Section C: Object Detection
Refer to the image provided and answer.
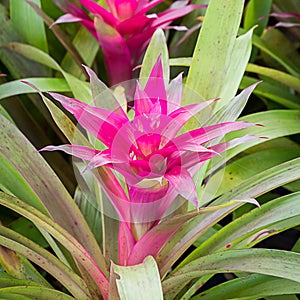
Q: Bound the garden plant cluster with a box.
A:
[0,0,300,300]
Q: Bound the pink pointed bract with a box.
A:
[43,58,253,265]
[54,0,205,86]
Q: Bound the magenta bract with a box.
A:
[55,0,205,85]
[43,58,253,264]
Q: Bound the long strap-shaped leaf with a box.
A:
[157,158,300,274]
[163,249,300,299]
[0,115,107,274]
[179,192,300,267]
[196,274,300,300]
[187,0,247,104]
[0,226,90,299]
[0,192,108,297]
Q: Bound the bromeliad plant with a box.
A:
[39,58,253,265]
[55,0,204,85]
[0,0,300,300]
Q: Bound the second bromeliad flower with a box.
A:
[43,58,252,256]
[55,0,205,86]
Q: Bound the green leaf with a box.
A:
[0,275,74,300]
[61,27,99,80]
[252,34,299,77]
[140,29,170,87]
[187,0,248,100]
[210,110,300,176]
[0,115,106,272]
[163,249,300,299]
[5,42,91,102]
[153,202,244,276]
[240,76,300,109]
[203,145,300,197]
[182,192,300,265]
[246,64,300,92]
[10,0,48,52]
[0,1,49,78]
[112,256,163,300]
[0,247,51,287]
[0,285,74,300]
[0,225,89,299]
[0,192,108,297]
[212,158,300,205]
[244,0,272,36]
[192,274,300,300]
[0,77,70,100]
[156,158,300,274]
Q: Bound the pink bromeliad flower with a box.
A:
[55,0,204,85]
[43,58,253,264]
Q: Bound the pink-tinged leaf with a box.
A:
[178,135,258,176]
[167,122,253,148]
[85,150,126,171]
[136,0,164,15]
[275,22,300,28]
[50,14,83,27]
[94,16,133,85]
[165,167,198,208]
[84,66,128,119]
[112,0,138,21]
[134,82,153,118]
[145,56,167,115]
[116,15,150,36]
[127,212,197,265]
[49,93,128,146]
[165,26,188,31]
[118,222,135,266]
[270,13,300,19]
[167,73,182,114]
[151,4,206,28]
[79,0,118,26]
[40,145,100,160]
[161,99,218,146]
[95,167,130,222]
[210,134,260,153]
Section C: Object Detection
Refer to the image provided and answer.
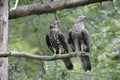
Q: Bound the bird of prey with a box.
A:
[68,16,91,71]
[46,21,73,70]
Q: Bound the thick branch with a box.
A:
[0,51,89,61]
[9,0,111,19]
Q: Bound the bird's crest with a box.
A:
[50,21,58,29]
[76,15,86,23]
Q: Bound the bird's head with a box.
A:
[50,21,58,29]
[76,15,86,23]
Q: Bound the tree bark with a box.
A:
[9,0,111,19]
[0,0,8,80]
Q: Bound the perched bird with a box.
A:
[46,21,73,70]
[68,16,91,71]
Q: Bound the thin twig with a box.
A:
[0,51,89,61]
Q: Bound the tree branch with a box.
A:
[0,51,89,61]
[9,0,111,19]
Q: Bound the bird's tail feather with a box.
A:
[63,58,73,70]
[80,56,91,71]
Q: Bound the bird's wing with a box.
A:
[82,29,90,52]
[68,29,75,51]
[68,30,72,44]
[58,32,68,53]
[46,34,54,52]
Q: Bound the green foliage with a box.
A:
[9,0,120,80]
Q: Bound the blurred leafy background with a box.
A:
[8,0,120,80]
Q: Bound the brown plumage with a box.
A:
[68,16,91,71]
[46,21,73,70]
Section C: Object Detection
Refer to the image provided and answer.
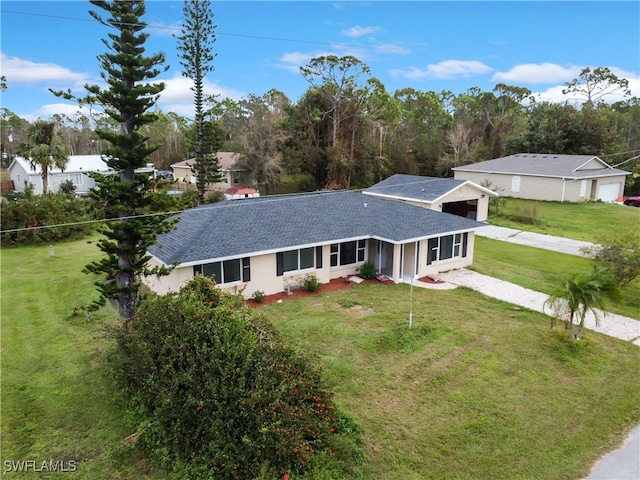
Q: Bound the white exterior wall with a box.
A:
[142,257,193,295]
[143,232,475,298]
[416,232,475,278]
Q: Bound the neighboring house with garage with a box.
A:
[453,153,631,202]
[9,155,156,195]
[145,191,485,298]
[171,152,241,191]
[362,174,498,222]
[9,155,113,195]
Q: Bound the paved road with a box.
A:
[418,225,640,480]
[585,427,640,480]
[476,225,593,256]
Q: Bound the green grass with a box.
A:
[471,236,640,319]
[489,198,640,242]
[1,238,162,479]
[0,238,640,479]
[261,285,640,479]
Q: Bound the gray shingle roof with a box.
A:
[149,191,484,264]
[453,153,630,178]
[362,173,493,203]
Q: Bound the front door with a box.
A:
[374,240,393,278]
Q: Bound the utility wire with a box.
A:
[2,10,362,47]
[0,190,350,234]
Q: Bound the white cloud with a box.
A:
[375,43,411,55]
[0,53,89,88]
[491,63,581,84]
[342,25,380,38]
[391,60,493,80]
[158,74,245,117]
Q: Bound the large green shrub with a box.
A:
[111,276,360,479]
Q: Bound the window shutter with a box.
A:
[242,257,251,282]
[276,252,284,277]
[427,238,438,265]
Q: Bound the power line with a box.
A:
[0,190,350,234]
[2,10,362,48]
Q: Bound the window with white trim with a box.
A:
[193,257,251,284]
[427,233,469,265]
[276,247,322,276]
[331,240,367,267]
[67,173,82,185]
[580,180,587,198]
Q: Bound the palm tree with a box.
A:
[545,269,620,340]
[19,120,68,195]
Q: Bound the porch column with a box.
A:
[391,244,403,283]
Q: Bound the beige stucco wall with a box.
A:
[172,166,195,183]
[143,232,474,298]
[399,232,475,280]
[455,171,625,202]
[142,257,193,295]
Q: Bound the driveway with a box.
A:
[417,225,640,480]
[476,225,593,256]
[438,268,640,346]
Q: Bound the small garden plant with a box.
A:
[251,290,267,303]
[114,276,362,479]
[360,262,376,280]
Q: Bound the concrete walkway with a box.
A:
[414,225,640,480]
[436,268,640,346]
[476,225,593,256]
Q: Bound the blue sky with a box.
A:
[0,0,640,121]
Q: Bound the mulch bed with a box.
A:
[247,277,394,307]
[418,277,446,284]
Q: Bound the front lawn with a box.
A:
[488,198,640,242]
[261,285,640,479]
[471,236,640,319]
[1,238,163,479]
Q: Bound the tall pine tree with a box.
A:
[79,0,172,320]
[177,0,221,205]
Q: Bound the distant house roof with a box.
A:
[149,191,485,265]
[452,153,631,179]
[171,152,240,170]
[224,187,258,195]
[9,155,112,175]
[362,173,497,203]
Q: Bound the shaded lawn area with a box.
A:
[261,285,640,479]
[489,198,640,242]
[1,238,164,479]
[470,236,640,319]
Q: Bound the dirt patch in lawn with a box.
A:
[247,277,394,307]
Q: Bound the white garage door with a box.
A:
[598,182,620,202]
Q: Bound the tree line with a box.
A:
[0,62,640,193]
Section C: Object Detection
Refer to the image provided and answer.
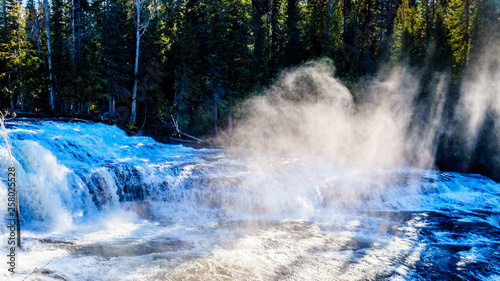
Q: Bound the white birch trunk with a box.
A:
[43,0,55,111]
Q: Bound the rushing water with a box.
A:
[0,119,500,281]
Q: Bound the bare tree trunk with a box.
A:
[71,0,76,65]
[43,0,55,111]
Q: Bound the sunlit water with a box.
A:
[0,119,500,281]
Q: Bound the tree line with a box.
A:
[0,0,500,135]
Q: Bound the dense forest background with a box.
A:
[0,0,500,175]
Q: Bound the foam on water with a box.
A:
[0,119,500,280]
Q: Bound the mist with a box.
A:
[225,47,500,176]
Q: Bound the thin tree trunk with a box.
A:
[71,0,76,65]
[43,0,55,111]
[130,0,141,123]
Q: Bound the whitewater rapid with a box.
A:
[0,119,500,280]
...
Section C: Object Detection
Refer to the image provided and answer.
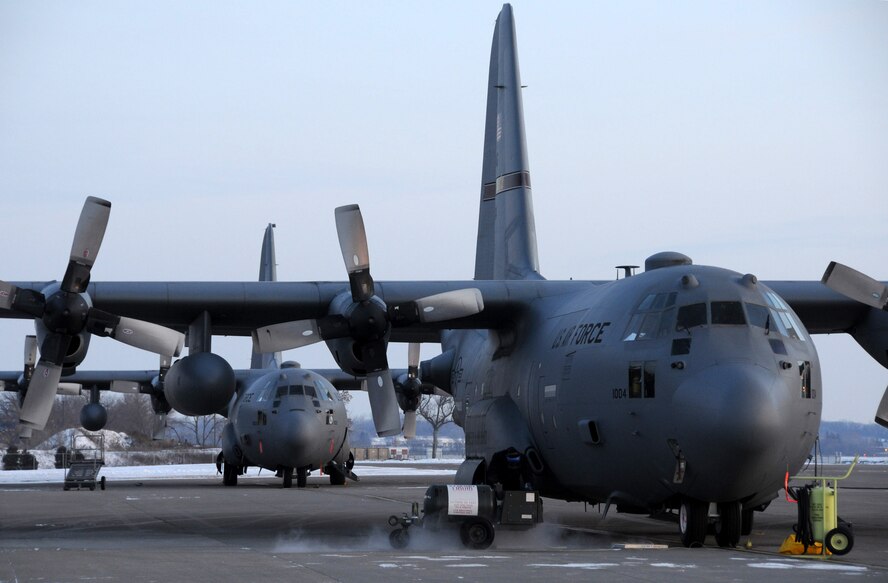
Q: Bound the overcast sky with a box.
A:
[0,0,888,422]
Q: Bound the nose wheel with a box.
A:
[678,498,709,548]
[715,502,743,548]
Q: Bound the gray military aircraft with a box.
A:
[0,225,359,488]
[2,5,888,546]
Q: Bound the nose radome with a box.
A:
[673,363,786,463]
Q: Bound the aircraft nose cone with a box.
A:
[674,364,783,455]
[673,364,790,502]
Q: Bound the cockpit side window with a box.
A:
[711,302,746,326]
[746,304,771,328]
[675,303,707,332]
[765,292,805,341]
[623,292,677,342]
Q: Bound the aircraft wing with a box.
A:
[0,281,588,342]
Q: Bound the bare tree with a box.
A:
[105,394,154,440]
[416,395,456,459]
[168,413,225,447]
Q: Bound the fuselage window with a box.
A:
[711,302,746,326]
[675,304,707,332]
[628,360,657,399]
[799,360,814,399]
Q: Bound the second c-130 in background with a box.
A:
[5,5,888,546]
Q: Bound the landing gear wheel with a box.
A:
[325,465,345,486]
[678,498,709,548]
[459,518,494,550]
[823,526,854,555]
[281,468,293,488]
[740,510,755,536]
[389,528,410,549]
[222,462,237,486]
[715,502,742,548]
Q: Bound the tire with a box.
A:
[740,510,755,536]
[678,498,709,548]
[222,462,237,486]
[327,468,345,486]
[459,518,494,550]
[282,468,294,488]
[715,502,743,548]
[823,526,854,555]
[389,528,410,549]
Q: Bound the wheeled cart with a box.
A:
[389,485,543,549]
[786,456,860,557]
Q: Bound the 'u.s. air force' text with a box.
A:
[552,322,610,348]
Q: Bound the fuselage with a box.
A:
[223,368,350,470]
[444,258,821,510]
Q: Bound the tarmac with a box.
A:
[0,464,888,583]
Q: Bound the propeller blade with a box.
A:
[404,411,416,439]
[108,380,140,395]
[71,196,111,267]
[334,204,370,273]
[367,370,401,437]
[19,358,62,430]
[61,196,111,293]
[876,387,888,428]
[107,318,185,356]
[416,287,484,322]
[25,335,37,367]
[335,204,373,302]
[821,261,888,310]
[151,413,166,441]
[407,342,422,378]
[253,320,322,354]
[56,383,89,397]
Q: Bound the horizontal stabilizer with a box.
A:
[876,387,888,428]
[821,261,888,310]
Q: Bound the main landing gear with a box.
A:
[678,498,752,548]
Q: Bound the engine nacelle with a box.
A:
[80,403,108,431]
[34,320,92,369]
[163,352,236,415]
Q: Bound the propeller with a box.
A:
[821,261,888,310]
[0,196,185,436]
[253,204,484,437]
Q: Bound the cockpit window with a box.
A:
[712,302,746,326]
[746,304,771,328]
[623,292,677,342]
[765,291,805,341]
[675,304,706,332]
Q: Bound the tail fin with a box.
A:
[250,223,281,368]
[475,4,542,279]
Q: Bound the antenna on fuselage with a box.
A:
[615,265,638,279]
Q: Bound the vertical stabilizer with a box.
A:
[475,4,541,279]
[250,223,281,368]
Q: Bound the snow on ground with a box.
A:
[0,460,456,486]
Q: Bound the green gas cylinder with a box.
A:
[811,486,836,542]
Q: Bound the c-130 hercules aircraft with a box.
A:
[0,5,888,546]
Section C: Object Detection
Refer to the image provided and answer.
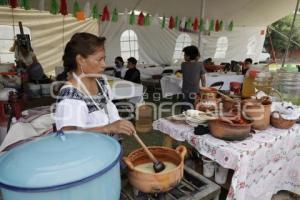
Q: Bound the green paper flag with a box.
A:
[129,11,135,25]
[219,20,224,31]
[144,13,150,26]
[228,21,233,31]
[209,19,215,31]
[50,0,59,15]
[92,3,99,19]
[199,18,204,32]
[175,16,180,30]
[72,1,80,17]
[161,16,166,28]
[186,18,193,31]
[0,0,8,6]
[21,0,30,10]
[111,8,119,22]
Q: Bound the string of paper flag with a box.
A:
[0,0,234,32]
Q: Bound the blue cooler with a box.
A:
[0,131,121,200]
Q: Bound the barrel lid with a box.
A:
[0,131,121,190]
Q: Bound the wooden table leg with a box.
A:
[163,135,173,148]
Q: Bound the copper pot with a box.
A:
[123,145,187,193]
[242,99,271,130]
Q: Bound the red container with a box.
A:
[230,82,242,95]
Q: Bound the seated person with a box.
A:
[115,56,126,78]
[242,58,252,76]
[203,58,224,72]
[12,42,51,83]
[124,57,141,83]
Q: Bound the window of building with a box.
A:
--
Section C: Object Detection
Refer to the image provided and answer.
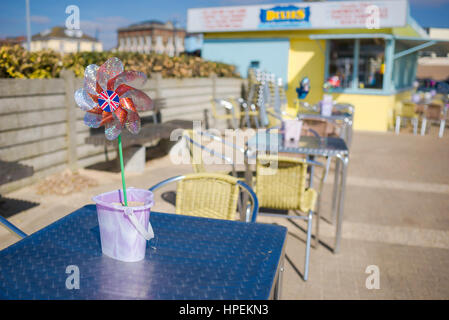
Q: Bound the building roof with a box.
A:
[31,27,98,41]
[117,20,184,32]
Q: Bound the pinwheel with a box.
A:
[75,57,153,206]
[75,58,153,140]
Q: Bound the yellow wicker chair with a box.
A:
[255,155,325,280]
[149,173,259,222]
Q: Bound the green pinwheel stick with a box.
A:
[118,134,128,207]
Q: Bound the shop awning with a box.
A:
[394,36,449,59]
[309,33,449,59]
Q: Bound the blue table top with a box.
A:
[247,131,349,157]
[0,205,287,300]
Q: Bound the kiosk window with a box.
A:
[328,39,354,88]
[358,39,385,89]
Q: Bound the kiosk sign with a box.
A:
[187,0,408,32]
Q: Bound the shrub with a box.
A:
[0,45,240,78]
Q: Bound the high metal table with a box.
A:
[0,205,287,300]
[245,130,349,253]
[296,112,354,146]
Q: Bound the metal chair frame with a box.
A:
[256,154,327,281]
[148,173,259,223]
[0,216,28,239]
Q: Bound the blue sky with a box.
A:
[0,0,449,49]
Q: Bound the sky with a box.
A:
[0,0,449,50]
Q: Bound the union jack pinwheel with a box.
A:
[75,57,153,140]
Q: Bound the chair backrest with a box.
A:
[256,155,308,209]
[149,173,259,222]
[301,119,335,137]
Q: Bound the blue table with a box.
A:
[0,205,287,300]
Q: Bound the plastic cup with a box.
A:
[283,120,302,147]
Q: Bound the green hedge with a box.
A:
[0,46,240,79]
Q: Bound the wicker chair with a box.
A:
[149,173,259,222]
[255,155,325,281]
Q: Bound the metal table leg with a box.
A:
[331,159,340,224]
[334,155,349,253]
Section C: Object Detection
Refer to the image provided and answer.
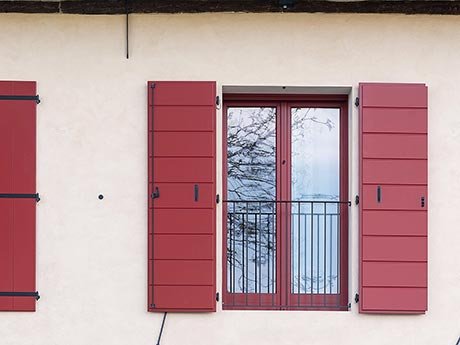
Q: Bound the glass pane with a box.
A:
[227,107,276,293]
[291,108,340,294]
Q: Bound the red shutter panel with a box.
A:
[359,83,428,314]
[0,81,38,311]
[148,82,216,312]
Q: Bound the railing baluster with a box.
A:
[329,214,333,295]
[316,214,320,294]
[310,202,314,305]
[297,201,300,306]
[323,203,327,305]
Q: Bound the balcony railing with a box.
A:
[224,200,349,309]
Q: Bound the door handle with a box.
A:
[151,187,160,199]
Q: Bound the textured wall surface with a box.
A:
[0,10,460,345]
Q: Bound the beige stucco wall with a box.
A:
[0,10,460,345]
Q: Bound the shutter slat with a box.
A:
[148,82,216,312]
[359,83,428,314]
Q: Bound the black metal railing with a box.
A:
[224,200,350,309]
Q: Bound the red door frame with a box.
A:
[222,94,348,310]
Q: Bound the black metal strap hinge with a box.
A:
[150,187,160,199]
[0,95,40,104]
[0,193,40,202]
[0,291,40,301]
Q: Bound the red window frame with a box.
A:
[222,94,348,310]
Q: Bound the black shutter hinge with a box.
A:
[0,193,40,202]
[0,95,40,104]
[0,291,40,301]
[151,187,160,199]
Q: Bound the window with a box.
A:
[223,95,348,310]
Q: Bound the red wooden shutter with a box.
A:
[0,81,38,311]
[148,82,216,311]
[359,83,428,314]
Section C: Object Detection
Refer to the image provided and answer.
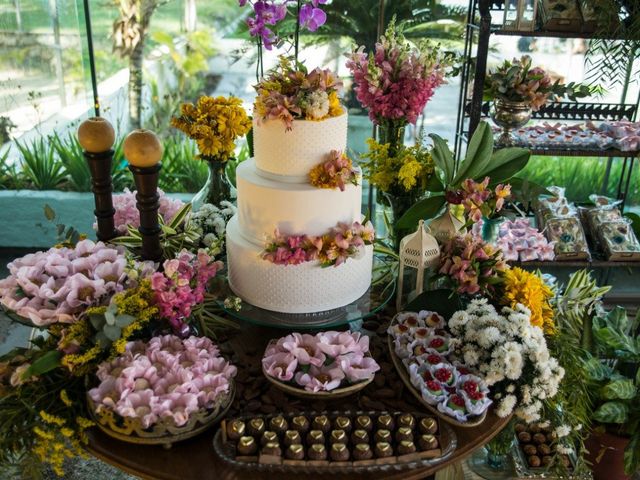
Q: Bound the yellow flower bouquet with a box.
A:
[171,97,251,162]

- EXERCISE GOAL
Copy out, verbatim, the portion of the records above that opens with the line containing "Q: Bound the tree bark with a box." and closes with the line containing "[80,56,91,71]", including both of those lines.

- FULL OUTPUT
Q: Bound the tree bark with a box.
A:
[9,0,111,19]
[0,0,8,80]
Q: Bound the perched bird with a box.
A:
[46,21,73,70]
[68,16,91,71]
Q: Bound the thin twig with a box.
A:
[0,51,89,61]
Q: Bound the tree branch with a box.
A:
[0,51,89,61]
[9,0,111,19]
Q: Bound the bird's tail feather with a box.
A:
[63,58,73,70]
[80,56,91,71]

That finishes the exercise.